◆ **Document excerpt**:
HAPPY BIRTHDAY Stink. Momma''s love and miss you more than words can say.
12 November 2017

It seems like yesterday still. Three years later and I still miss you! Love you forever my Stinks!

12 November 2016

Two years ago today I had to make the hardest decision of my life. I can still remember that day like it was yesterday. My heart still aches and you are still though of on a daily basis. Yes, I have Maximus, Yes, I love him. Yes, he has my heart but he is not my Stinks. You were my first dog as an adult, my best friend and loyal companion. Your love knew no bounds. I miss you today and everyday! Loving you still!


08/16/2016

Stinks, It is sooo hard for me to come here without breaking down crying. It is why I do not come here often cause the pain is still real just like it happened yesterday. Today I was cleaning out a drawer and came across your rabies tag and some paperwork from the vet. I broke down crying when I saw it. I miss you Stinks...Momma still wubes you!

02/27/2016

I know it has been a while since I have been on your page. It is not that I do not think about you because I do. I think about you every day and still talk to you as if you were here with me. It is just so very hard. I cry still missing you and loving you. I know you are in a better place but it is hard. Max is crazy and funny but nothing like you. Not that I expect him to be but I just still miss you. Momma loves you Stink!


11/12/2015

Today Is gonna be a hard day Stink. I've started tearing up last night at work and haven't stopped. Today marks one year that I had to make that fateful decision to let you go to the rainbow bridge. My heart still breaks. I miss you so much. My job sent me back to Cleveland to work. I went to the park up here I took you to the last time you were here with me. I sat on the bench remembering our walks in the park. Mommas miss you and I hope you miss me too. I love and miss you my beautiful Tanky Ann. Loving you still...

05/06/2015

Good Morning Stinka, I am sitting on the sofa looking at your picture. I still cry from the pain of loosing you. There is not a day that goes by that I do not think of you. How I wish you could still be here with me. I miss how smart you were. I have Max now but it is not the same and he is nothing like you all though he has gotten so much better since he has been here. He loves to play just like you did. He does make me laugh cause he is goofy. Funny thing is I think your presence is in this house. Max will be in the kitchen eating then suddenly bolt up out of there and come in the living room lay down looking towards the kitchen and whine. He has done this a few times. The last time your Uncle Brudder experienced and said he told you to let Max enjoy this life on earth to lol. I was cracking up because you never did like other dogs which I found funny but that was just who you were. I LOVE AND MISS YOU STILL STINKAS...Love Mommas.

◆ **Records shown**:

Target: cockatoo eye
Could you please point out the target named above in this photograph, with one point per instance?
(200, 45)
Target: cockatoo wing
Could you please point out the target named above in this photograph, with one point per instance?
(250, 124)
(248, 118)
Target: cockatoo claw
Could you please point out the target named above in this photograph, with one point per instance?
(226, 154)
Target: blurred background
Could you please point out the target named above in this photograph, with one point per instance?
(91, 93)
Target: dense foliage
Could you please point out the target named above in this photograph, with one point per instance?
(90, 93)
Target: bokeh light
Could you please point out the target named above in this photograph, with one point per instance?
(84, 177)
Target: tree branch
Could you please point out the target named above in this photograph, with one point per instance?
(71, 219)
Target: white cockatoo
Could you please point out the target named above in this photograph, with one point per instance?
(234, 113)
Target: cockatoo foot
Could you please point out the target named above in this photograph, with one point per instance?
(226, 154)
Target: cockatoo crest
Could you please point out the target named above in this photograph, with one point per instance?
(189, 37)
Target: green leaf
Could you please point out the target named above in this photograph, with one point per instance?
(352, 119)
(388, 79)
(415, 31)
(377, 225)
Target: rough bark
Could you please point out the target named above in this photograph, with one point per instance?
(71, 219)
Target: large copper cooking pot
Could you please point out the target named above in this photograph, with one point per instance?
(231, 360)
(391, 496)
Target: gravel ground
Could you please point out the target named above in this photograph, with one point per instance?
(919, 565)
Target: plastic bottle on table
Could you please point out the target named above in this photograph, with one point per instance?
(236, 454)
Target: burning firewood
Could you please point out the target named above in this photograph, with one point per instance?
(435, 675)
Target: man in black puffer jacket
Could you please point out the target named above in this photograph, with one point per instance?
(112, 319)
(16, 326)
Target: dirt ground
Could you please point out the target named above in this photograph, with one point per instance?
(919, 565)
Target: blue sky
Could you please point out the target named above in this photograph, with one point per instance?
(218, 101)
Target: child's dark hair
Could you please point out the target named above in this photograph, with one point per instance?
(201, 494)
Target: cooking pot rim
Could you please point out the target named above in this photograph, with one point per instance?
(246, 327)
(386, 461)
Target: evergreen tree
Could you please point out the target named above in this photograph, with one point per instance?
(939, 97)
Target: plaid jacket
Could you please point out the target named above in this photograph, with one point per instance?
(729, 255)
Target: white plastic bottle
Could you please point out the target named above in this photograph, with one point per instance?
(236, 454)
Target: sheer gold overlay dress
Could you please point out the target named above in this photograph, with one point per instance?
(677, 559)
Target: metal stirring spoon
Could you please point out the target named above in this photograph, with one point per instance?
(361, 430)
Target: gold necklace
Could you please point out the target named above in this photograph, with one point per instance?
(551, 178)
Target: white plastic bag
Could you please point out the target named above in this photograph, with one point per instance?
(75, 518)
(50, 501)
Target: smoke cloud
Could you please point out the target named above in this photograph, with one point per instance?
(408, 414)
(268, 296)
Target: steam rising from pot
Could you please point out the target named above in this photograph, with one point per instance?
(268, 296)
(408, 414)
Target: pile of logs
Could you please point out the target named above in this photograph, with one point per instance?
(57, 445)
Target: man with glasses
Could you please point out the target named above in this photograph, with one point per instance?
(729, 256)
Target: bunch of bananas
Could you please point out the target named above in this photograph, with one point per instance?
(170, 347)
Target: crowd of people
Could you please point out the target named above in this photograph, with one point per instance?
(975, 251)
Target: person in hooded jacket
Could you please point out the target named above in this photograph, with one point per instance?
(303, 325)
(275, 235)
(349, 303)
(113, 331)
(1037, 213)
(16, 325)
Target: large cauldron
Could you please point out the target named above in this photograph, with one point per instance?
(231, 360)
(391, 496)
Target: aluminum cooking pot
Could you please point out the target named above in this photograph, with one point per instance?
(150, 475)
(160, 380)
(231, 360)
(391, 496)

...

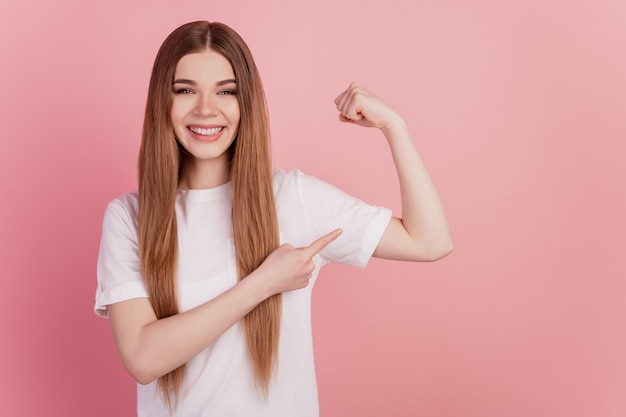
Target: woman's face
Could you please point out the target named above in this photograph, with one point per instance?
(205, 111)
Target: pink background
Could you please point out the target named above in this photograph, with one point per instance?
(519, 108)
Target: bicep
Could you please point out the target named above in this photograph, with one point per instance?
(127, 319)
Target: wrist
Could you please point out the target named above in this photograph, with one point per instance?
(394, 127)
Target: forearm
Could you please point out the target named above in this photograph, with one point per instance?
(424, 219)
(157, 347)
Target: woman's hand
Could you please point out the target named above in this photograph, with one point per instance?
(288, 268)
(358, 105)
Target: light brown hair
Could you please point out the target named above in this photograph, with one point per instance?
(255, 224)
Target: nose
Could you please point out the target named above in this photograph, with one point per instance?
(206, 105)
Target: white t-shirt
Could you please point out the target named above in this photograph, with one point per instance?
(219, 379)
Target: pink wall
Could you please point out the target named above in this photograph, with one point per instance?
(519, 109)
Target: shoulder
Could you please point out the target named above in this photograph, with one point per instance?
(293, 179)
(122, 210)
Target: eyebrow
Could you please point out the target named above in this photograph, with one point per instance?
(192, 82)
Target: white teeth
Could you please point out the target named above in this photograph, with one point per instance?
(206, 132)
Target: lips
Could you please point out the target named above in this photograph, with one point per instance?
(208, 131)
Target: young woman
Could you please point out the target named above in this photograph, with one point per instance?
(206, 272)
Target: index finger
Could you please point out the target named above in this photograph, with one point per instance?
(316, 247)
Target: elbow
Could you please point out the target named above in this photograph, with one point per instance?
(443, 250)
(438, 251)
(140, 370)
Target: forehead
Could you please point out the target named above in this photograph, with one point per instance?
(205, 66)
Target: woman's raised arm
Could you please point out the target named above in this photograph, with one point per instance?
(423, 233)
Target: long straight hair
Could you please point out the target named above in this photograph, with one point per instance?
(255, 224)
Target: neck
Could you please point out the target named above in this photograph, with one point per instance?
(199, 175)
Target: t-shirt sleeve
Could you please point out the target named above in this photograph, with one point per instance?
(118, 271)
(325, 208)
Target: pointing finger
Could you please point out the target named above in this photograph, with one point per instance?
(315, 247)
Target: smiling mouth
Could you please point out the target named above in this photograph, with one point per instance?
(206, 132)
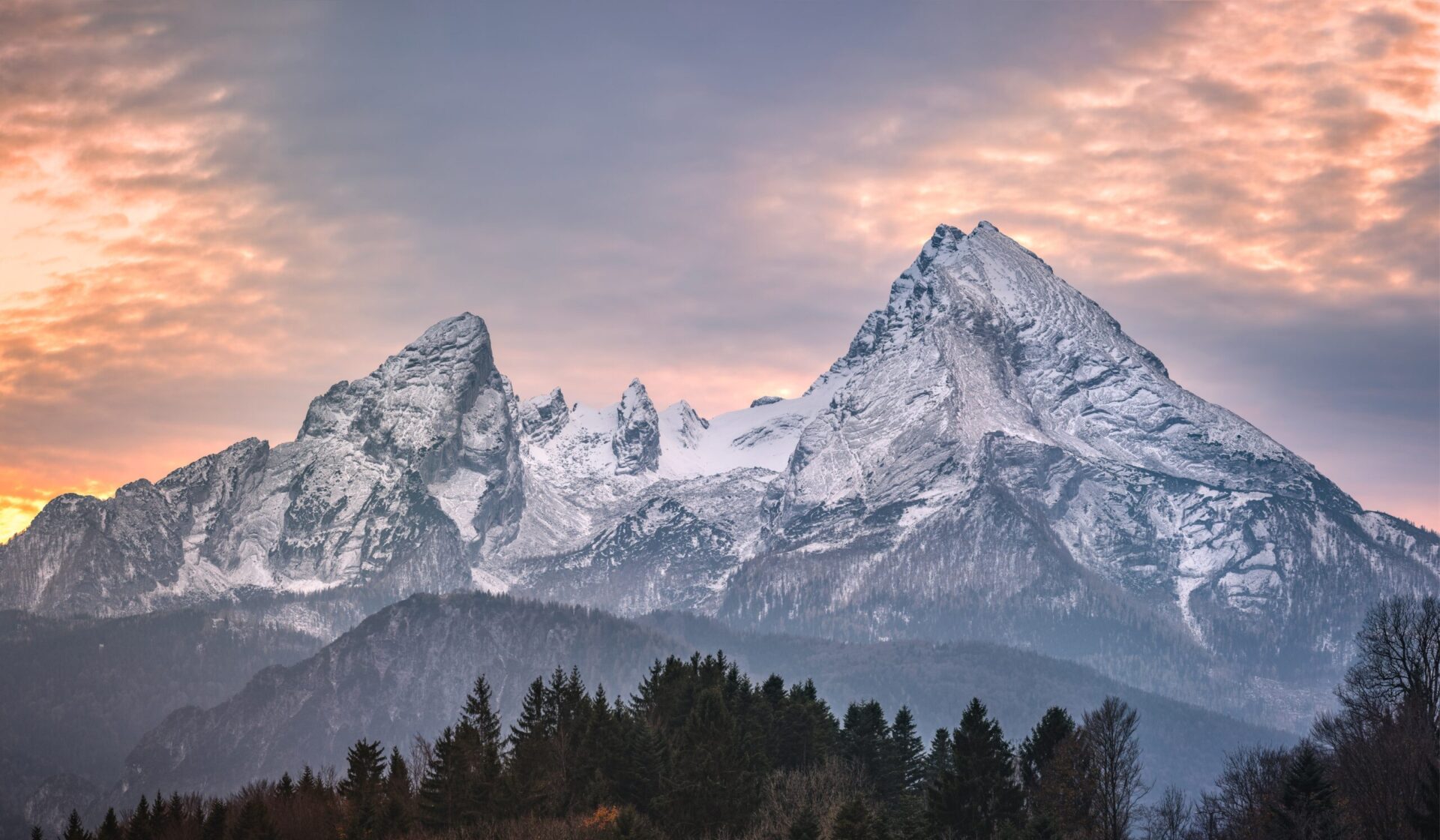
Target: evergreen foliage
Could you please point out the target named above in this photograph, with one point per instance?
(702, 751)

◆ **Complete the following**:
- a) Retype the memorial entries from "Stinks, It is" to "still wubes you!".
- b) In the memorial entries, what did the writer find while cleaning out a drawer?
- c) According to the memorial entries, why does the writer not come to the page often?
The listing comes from a separate source unrelated to the memorial entries.

◆ **Numbered responses**:
- a)
Stinks, It is sooo hard for me to come here without breaking down crying. It is why I do not come here often cause the pain is still real just like it happened yesterday. Today I was cleaning out a drawer and came across your rabies tag and some paperwork from the vet. I broke down crying when I saw it. I miss you Stinks...Momma still wubes you!

- b) Stinks's rabies tag and some paperwork from the vet.

- c) Coming to the page is very hard for the writer without breaking down crying. The pain still feels as real as if the loss had happened yesterday.